Brief.
Leave the pictures behind and repeat all the entries exactly.

Referring expression pointing data:

----

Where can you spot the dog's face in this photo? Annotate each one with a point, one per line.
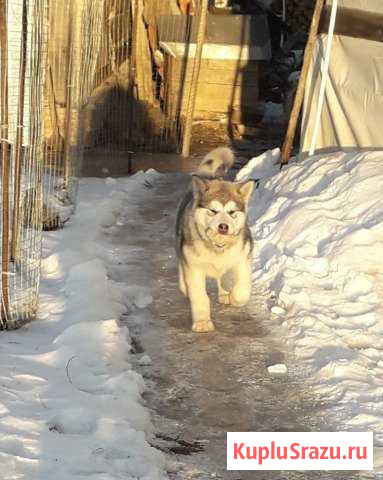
(220, 208)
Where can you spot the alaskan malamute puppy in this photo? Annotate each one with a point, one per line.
(213, 237)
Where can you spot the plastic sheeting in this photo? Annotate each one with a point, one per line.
(352, 114)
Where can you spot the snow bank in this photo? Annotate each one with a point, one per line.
(318, 231)
(70, 403)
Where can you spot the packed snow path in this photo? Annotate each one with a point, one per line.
(202, 385)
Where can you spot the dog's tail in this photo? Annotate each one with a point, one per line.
(216, 163)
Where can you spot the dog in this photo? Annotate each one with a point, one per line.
(213, 237)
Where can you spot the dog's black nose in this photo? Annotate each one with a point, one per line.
(223, 228)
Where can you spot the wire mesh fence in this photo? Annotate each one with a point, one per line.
(142, 82)
(22, 52)
(76, 75)
(48, 55)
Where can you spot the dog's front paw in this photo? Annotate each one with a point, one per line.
(203, 326)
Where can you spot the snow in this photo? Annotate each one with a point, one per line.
(318, 231)
(277, 369)
(70, 404)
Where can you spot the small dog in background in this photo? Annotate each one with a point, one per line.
(213, 237)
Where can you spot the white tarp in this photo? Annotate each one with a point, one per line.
(353, 108)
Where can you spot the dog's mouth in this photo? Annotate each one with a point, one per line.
(220, 240)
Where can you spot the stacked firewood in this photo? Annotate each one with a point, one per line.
(299, 14)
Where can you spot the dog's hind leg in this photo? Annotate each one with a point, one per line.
(223, 295)
(195, 280)
(181, 279)
(240, 294)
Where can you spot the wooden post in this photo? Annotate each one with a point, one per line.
(68, 150)
(194, 81)
(298, 100)
(19, 132)
(5, 165)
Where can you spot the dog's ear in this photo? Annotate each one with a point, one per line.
(200, 185)
(245, 189)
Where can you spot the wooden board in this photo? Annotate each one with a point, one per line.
(352, 22)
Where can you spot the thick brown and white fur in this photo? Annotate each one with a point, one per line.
(213, 237)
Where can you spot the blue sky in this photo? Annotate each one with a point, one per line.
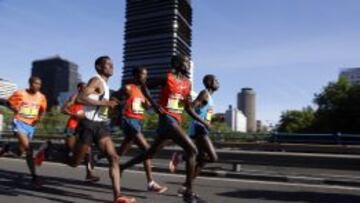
(286, 50)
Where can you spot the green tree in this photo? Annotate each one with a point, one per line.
(338, 108)
(296, 121)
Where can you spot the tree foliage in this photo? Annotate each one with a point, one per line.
(338, 110)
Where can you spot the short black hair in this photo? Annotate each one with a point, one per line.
(177, 60)
(80, 84)
(33, 79)
(208, 79)
(137, 70)
(100, 60)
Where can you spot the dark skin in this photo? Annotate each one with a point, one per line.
(176, 133)
(105, 144)
(24, 142)
(70, 141)
(139, 139)
(207, 153)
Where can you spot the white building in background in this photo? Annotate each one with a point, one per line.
(352, 74)
(235, 119)
(7, 88)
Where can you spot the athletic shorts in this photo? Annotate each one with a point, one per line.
(166, 124)
(131, 126)
(70, 132)
(197, 129)
(92, 131)
(22, 128)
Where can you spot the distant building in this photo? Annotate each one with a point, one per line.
(235, 119)
(7, 88)
(155, 30)
(259, 125)
(57, 75)
(352, 74)
(246, 102)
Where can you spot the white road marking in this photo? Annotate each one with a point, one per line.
(304, 185)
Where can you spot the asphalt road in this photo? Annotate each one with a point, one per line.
(67, 185)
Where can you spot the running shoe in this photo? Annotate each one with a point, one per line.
(124, 199)
(92, 178)
(155, 187)
(190, 197)
(176, 159)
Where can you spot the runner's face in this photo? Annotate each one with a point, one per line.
(142, 76)
(81, 87)
(35, 86)
(185, 67)
(215, 84)
(108, 67)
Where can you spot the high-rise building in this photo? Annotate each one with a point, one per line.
(235, 119)
(352, 74)
(58, 75)
(6, 88)
(247, 104)
(155, 30)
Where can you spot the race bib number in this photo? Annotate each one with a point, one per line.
(104, 112)
(175, 103)
(29, 111)
(209, 114)
(137, 106)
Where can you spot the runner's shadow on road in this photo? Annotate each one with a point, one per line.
(310, 197)
(16, 183)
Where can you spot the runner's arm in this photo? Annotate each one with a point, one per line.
(189, 107)
(65, 109)
(91, 88)
(148, 97)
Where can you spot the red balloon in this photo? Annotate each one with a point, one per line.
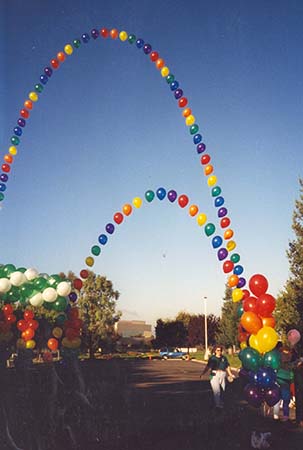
(78, 284)
(118, 218)
(28, 314)
(7, 309)
(268, 321)
(183, 200)
(28, 334)
(266, 303)
(251, 322)
(258, 284)
(32, 323)
(52, 344)
(225, 222)
(246, 294)
(11, 318)
(228, 266)
(250, 304)
(21, 325)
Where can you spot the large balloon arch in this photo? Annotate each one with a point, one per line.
(19, 286)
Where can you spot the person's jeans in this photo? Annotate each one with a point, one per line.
(285, 396)
(218, 383)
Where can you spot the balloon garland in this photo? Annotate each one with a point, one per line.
(257, 335)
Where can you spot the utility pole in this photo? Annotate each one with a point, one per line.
(205, 330)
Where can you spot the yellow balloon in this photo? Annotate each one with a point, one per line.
(57, 332)
(212, 180)
(30, 344)
(201, 219)
(68, 49)
(267, 339)
(33, 96)
(231, 245)
(89, 261)
(123, 36)
(190, 120)
(13, 150)
(137, 202)
(164, 71)
(253, 342)
(237, 295)
(20, 343)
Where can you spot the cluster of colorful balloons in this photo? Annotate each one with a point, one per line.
(26, 287)
(258, 338)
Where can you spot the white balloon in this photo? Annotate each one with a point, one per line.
(36, 300)
(49, 295)
(64, 288)
(17, 278)
(31, 274)
(5, 285)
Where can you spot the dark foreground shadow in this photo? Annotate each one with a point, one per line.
(126, 405)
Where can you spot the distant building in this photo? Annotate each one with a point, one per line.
(133, 328)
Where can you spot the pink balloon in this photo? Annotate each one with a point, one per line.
(293, 336)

----

Answer area.
Where can you spot the dog's face in this photo? Annotate each one with a point, one per line.
(220, 208)
Where can you spot the alaskan malamute puppy in this photo? Annotate each one with a point, one per line.
(213, 237)
Where can you spot the plastic sheeting in this photo? Annotate each one with a point, one per line.
(352, 114)
Where can you spot the snow bank in this photo? Annotate each one with a point, one per line.
(318, 231)
(70, 403)
Where can you spot the packed snow path in this photo? Annotate each one with a point, one per line.
(202, 385)
Where can you spot the dog's tail in this photo? Annotate each one with a point, one per line.
(216, 163)
Where can you spot the dog in this photo? Annotate each one with a point, one per line.
(213, 237)
Where can you spot the dog's black nose in this photo? Annotate each one with a point, one per line.
(223, 228)
Where can you spot the wire mesh fence in this photo? Annotate each one with a point, one per line.
(142, 82)
(22, 52)
(76, 75)
(48, 55)
Where can you spot the dog's front paw in this photo? Annotate each one with a point, one per line.
(203, 326)
Where can you spot the snow in this photo? Annotate each one with a point, one per line.
(318, 231)
(277, 369)
(70, 404)
Where can you spot the small dog in background in this photo? Annotate each one with a point, one per line.
(213, 237)
Where can you spot the white tarp in this photo? Annotate each one with a point, one per line.
(353, 108)
Where can you spot the dog's mouth in this photo? Annotate each one with a point, one per line.
(220, 240)
Where can you spot the stacked firewood in this photo? Annotate each one with a point, one per line.
(299, 14)
Where can you spot the dog's hind leg in this photo? Annotate each one with a point, one per line.
(223, 295)
(195, 280)
(181, 279)
(240, 294)
Where can you spot the wooden post in this photo? Annotate each one with a point, one per line.
(68, 150)
(194, 81)
(298, 100)
(19, 132)
(5, 165)
Where can you spot the dog's ear in this photo? Annotate each one with a point, one per line.
(200, 185)
(245, 189)
Where can you spot the wooden board in this photo? Annotate each one with a point, one per line.
(352, 22)
Where can you spot the thick brown and white fur in this photo? Annotate each one with a point, one per line.
(213, 237)
Where can you spot the blue sky in this photo? Annotate each one with a point, one per line.
(286, 50)
Where can you spot the green tree in this photo? Annotate each one with a point, one per line.
(338, 108)
(296, 121)
Where can you spot the tree foliage in this photo? Annotate each one with a point, one per line.
(338, 110)
Where can you spot the short black hair in this photo? Annotate each one with a point, one per line.
(177, 60)
(80, 84)
(33, 79)
(208, 79)
(137, 70)
(100, 60)
Where can you spot the dark skin in this photo? Annotate each one with a point, one per line.
(176, 133)
(105, 144)
(24, 142)
(70, 141)
(139, 139)
(207, 153)
Where can you spot the white building in background in this photo? Annotate each one with a point, one per line.
(352, 74)
(235, 119)
(7, 88)
Where can you spot the athletic shorts in this photo? Annotate each one with a point, one per line.
(166, 124)
(131, 126)
(70, 132)
(197, 129)
(92, 131)
(22, 128)
Where can you spot the distant building in this photo? Annotate each one with a point, one per line.
(235, 119)
(7, 88)
(155, 30)
(259, 125)
(57, 75)
(352, 74)
(246, 102)
Where can you spot the white road marking in this photo? Annotate each one with a point, one per line.
(304, 185)
Where can you spot the asphalt road in this photo? Annotate each one with a point, one per line.
(67, 185)
Where can you spot the running shoe in this photo? Annotate each one with a point, one per line.
(124, 199)
(92, 178)
(155, 187)
(190, 197)
(176, 159)
Where can you spot the runner's face in this photo? Annotate each one with a point, one per line.
(142, 76)
(81, 87)
(35, 86)
(185, 67)
(215, 84)
(108, 67)
Where can you spot the high-rise building in this photo? Annotate each one with a point, one per line.
(235, 119)
(352, 74)
(58, 75)
(6, 88)
(247, 104)
(155, 30)
Where can you spot the race bib number in this photo? Annotate each one with a point, one per line.
(104, 112)
(175, 103)
(29, 111)
(209, 114)
(137, 106)
Where can you spot the runner's shadow on road in this photo? Annotate each one with a point, one per line.
(310, 197)
(16, 183)
Where can you spot the runner's arm in this photo? Annotate each one with a point, one per line.
(189, 107)
(65, 109)
(91, 88)
(148, 97)
Where can you spot the red balloon in this photo? Annotate each one with a point, one per line.
(78, 284)
(118, 218)
(28, 314)
(7, 309)
(268, 321)
(183, 200)
(28, 334)
(266, 303)
(251, 322)
(258, 284)
(32, 323)
(52, 344)
(225, 222)
(246, 294)
(11, 318)
(228, 266)
(250, 304)
(21, 325)
Where can you spot the large balloon arch in this photo? Annotate each one with a point, one per line.
(19, 286)
Where can you spot the person's jeans in this photo? Annotate each one with a point, one per line.
(285, 396)
(218, 383)
Where can you spot the balloon garland in this photo? Annotate each one with a point, one per line.
(257, 335)
Where can you spot the utility pole in this photo? Annotate each one with a point, one per line.
(205, 330)
Where can you spot the yellow balloon in this photo? Annotate each one with a point, one per line.
(57, 332)
(212, 180)
(30, 344)
(201, 219)
(68, 49)
(267, 339)
(33, 96)
(231, 245)
(89, 261)
(123, 36)
(190, 120)
(13, 150)
(137, 202)
(164, 71)
(253, 342)
(237, 295)
(20, 343)
Where can you spot the cluster of colorful balloons in this photo? Annotate each one with a point, one per line.
(26, 287)
(258, 338)
Where can you spot the white balloon in this photo? Annotate each one with a point, one per line.
(36, 300)
(49, 295)
(64, 288)
(17, 278)
(31, 274)
(5, 285)
Where can you spot the dark foreground shadow in this photo? Annotate each one with a point, one per line.
(126, 405)
Where can you spot the distant building in this photo? Annotate each one with a point, one per line.
(133, 328)
Where can you spot the pink balloon in this photo? Annotate each one with a point, one per line.
(293, 336)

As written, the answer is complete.